◆ **Problem to solve**: Locate the line bearing "Look at the provided image and carefully locate the shallow" in the material below, then reproduce it and each following line up to and including the line bearing "the egret's neck.".

######

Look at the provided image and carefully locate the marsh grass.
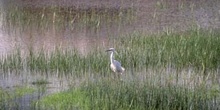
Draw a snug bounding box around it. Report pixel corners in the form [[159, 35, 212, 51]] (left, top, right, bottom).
[[83, 80, 218, 110], [0, 30, 219, 109], [1, 1, 220, 109], [0, 29, 216, 109], [0, 29, 219, 74], [3, 5, 136, 33], [35, 76, 219, 110], [1, 4, 220, 109], [117, 29, 220, 72]]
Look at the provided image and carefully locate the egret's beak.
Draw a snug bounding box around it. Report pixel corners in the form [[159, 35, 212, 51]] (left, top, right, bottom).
[[105, 49, 111, 52]]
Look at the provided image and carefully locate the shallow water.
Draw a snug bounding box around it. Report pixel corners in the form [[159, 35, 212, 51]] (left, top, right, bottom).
[[0, 70, 71, 109]]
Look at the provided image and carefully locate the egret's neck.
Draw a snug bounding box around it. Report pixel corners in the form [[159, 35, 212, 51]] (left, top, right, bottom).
[[110, 52, 114, 64]]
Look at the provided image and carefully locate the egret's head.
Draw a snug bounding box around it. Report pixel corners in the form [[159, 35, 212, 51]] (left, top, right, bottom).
[[106, 48, 115, 52], [106, 48, 118, 54]]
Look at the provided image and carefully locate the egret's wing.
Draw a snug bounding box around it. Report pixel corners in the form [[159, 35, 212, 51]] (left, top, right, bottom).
[[113, 60, 121, 66], [113, 60, 124, 73]]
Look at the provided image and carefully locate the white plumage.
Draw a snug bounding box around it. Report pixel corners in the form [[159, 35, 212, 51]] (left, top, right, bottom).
[[106, 48, 125, 74]]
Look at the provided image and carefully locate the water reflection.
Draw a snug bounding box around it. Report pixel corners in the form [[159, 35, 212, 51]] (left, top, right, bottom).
[[0, 70, 69, 92]]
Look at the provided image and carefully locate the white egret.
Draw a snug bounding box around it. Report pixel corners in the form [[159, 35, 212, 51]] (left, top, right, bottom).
[[106, 48, 125, 75]]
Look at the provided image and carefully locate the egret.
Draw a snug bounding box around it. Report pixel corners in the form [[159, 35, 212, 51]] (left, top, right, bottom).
[[106, 48, 125, 75]]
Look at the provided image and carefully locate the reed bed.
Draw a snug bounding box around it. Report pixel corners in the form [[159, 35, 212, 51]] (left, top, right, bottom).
[[2, 5, 135, 33], [35, 74, 219, 110], [0, 29, 220, 109], [0, 29, 220, 73]]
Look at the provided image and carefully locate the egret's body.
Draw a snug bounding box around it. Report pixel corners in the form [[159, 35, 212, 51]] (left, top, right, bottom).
[[106, 48, 125, 74]]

######

◆ **Expected answer**:
Look at the provided image and carefully locate the shallow water.
Draw a snug bounding box around it. Report pixel corners in the form [[159, 35, 212, 51]] (left, top, right, bottom).
[[0, 70, 71, 109]]
Look at the provided image and carefully locate the egret's neck.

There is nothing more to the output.